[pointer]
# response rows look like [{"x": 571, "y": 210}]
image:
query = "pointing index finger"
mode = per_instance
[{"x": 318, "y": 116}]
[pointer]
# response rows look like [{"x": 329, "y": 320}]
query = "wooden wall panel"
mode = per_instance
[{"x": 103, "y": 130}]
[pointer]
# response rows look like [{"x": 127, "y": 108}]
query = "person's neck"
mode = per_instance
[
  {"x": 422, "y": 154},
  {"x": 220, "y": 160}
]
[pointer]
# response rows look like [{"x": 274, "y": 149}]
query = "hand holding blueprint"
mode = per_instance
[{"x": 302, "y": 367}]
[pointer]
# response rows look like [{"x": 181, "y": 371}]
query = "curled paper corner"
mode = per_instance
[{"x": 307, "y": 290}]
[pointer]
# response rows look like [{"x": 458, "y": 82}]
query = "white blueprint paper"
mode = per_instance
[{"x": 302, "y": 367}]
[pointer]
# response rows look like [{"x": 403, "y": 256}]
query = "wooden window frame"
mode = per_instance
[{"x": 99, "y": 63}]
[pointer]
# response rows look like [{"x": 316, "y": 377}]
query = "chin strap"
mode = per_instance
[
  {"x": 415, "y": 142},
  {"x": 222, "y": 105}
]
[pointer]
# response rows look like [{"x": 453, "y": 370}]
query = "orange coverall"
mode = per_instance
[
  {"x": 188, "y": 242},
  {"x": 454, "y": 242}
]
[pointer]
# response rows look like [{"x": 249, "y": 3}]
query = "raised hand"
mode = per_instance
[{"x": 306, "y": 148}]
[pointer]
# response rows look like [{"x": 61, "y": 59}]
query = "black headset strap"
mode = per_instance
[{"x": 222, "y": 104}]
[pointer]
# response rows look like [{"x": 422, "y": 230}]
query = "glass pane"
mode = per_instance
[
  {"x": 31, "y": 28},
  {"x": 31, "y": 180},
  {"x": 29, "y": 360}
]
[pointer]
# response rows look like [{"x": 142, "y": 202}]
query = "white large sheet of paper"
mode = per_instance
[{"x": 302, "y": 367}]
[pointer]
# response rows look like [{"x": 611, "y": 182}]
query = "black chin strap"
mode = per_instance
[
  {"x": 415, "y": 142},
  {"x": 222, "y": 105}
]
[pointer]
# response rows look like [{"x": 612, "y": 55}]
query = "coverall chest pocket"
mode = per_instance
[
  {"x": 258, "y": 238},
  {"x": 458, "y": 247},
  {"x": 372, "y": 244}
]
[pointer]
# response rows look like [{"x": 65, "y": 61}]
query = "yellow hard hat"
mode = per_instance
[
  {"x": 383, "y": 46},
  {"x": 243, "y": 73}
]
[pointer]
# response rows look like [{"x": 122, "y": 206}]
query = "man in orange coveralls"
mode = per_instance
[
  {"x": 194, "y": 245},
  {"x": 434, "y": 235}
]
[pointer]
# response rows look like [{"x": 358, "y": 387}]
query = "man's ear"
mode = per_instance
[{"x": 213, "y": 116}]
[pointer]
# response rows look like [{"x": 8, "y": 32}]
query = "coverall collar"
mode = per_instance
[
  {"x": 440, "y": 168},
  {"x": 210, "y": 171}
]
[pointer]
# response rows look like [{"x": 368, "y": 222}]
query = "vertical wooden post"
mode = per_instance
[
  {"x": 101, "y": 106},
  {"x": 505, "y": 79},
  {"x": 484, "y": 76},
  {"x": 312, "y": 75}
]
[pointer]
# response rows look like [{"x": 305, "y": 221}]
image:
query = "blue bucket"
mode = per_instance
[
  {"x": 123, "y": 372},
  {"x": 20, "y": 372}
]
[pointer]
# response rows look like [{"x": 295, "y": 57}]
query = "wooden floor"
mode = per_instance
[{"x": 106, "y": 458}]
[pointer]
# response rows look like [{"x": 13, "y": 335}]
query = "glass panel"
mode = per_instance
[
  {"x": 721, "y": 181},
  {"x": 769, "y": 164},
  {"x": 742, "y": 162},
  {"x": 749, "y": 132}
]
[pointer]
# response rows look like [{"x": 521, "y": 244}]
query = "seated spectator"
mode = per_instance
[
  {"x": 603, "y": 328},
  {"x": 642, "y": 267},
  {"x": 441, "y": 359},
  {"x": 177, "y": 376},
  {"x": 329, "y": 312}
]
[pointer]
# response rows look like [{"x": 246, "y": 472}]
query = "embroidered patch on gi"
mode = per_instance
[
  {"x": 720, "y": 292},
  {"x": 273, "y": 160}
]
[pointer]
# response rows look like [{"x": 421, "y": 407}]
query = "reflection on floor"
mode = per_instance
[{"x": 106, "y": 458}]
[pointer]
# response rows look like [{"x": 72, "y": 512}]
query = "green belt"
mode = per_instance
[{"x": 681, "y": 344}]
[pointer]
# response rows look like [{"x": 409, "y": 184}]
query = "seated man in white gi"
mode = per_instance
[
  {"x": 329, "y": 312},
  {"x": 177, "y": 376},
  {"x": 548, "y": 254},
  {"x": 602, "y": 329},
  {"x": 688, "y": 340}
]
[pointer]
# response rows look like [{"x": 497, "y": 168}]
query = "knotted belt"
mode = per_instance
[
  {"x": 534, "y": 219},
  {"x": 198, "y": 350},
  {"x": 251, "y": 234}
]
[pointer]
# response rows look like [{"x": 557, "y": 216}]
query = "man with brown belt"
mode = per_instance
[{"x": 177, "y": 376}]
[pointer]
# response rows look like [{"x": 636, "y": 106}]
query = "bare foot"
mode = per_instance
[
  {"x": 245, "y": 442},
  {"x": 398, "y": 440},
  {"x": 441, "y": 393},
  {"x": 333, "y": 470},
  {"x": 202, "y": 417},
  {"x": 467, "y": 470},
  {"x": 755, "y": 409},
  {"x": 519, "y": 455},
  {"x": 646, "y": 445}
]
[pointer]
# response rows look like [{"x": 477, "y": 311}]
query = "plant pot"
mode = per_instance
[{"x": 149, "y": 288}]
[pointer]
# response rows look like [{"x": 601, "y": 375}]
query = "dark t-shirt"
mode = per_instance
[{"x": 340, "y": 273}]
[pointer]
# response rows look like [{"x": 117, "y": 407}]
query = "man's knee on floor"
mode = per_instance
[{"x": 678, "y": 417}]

═══

PROBLEM DESCRIPTION: Find every line in the entries above that contains the word "wooden" and copy each one out, treating uppercase and lowercase as different.

TASK RESULT:
query = "wooden wall panel"
query = "wooden window frame"
query = "vertical wooden post"
query = "wooden floor"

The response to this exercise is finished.